• [Soal yang Diberikan A]: Terjemahkan kalimat "Seleksi kompetensi bidang ini dilaksanakan pada tanggal 12 November 2017 di SMK Negeri 2 Metro." dari teks tentang seleksi PKH ke dalam bahasa Inggris.
• [Soal yang Diberikan B]: Tuliskan ulang penggalan teks tentang seleksi PKH dari "Mendaftar seleksi program" sampai "seleksi kompetensi bidang." tanpa mengubah apa pun.
• [Soal yang Diberikan C]: Ringkas paragraf teks tentang seleksi PKH yang diawali "Mendaftar seleksi program" menjadi daftar poin dengan tetap memuat fakta utamanya.

• [Bagian Teks]:
-*-

Mendaftar seleksi program
keluarga harapan (PKH) yang berada di bawah Kementerian Sosial pada saat itu
adalah paksaan dari Sela—calon
istri saya. Informasi tentang pendamping sosial ini sampai di telinga saya tiga
hari sebelum pendaftaran ditutup. Saya mendaftar secara online dibantu oleh Imam Solihin yang merupakan kawan saat mondok
(waktu saya menempuh pendidikan diploma), tanggal 17 Oktober 2017, tepat 1 hari
sebelum pendaftaran ditutup.
Saya sebenarnya tidak terlalu
berharap lulus karena sedari awal mendaftar pun sebenarnya kurang 'klik'. Tapi
saya mengikuti saja alur yang ada, saat
pengumuman seleksi administrasi saya dinyatakan lolos oleh panitia sehingga
saya harus menuju tahap berikutnya yaitu mengikuti seleksi kompetensi bidang.
Seleksi kompetensi bidang ini
dilaksanakan pada tanggal 12 November 2017 di SMK Negeri 2 Metro. Jadi para
pelamar yang lulus seleksi administrasi dari daerah Lampung Tengah, Lampung
Timur dan Metro, semua berkumpul di sekolah ini untuk melaksanakan tes tersebut.
Di hari minggu pagi itu, saya
berpakaian baju putih dan bercelana hitam. Hampir semua peserta mengenakan
pakaian yang sama, walaupun ada beberapa peserta yang menggunakan kemeja bukan
warna putih tapi mereka tetap saja bisa mengikuti tes kompetensi bidang ini.

-*-

• [Data Mentah]:
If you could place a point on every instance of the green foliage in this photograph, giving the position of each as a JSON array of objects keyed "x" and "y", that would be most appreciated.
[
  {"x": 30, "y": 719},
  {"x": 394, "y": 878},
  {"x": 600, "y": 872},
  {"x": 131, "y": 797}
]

-*-

• [Hasil Tugas A]: This field competency selection was held on November 12, 2017, at SMK Negeri 2 Metro.

• [Hasil Tugas B]:
Mendaftar seleksi program
keluarga harapan (PKH) yang berada di bawah Kementerian Sosial pada saat itu
adalah paksaan dari Sela—calon
istri saya. Informasi tentang pendamping sosial ini sampai di telinga saya tiga
hari sebelum pendaftaran ditutup. Saya mendaftar secara online dibantu oleh Imam Solihin yang merupakan kawan saat mondok
(waktu saya menempuh pendidikan diploma), tanggal 17 Oktober 2017, tepat 1 hari
sebelum pendaftaran ditutup.
Saya sebenarnya tidak terlalu
berharap lulus karena sedari awal mendaftar pun sebenarnya kurang 'klik'. Tapi
saya mengikuti saja alur yang ada, saat
pengumuman seleksi administrasi saya dinyatakan lolos oleh panitia sehingga
saya harus menuju tahap berikutnya yaitu mengikuti seleksi kompetensi bidang.

• [Hasil Tugas C]:
- Saya mendaftar seleksi program keluarga harapan (PKH) di bawah Kementerian Sosial karena paksaan Sela, calon istri saya.
- Informasi tentang pendamping sosial ini saya terima tiga hari sebelum pendaftaran ditutup.
- Saya mendaftar secara online pada 17 Oktober 2017, satu hari sebelum pendaftaran ditutup.
- Pendaftaran dibantu oleh Imam Solihin, kawan saat mondok semasa pendidikan diploma.